▸ **PAGE EXCERPT**
==*==

# Freezing a cube?



## CubesOfTheWorld (Mar 2, 2010)

I have a few spare storeboughts, and i was considering putting them in the freezer for a day. This could possibly make the cube smoother, but I also run the risk of ruining it. Will freezing a cube really do anything?


----------



## ~Phoenix Death~ (Mar 2, 2010)

see what happens.
I hear freezing 4x4 pieces help, so why not?


----------



## Truncator (Mar 2, 2010)

CubesOfTheWorld said:


> This could possible make the cube smoother


Umm, why?

Don't do it.


----------



## Samania (Mar 2, 2010)

lmao this reminds me of disney on ice for some reason. 

its as unthinkable as putting your cube in the microwave.


----------



## Chapuunka (Mar 2, 2010)

It might mess with springs a little bit but I doubt anything really bad would happen.


----------



## CubesOfTheWorld (Mar 2, 2010)

Chapuunka said:


> It might mess with springs a little bit but I doubt anything really bad would happen.



i would just use a storebought, so the springs dont matter


----------



## ~Phoenix Death~ (Mar 2, 2010)

Samania said:


> lmao this reminds me of disney on ice for some reason.
> 
> its as unthinkable as putting your cube in the *microwave*.



Let me tell you what happens when you do
It smells like ****, and ruins the cube. at least when I had faith in Vasaline.


----------



## Samania (Mar 2, 2010)

CubesOfTheWorld said:


> Chapuunka said:
> 
> 
> > It might mess with springs a little bit but I doubt anything really bad would happen.
> ...




depends what storebought you have though.. rubik's brand has springs and a few dollar store cubes do too.


----------



## CubesOfTheWorld (Mar 2, 2010)

well, the springs make barely any difference in storeboughts


----------



## dillonbladez (Mar 2, 2010)

CubesOfTheWorld said:


> well, the springs make barely any difference in storeboughts



i agree


----------



## infringement153 (Mar 2, 2010)

I thought storeboughts had rivets instead of springs...


----------



## Parity (Mar 2, 2010)

I just stuck one in the freezer I will post if it is better in the morning.


----------



## Logan (Mar 2, 2010)

infringement153 said:


> I thought storeboughts had rivets instead of springs...



hahahahahahahahahahahahaha


----------



## Feryll (Mar 2, 2010)

Wow, is ANYONE going to say ANYTHING about the Rubik's Ice Cube? That was quite a failure of a 2x2, who knows what will happen to a 3x3?


----------



## Edward (Mar 2, 2010)

infringement153 said:


> I thought storeboughts had rivets instead of springs...



You've got your parts confused =/
Storeboughts have Rivets and Springs
Diys have Screws and Springs



Logan said:


> hahahahahahahahahahahahaha


Kind of uncalled for dude >:T

Ive actually put a cube in the freezer (don't ask). Does nothing. The cube will be slower for like 30 seconds but then it'll be back to normal. What gave you the idea it will make it smoother?

==*==

▸ **DATA SHOWN**
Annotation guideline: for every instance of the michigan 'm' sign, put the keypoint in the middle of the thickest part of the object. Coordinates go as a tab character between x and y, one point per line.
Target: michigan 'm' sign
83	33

==*==

▸ **THE REQUEST**
Return the part of the cube-freezing thread from "# Freezing a" up to and including "really do anything?", copied word for word.

▸ **FINISHED ANSWER**
# Freezing a cube?



## CubesOfTheWorld (Mar 2, 2010)

I have a few spare storeboughts, and i was considering putting them in the freezer for a day. This could possibly make the cube smoother, but I also run the risk of ruining it. Will freezing a cube really do anything?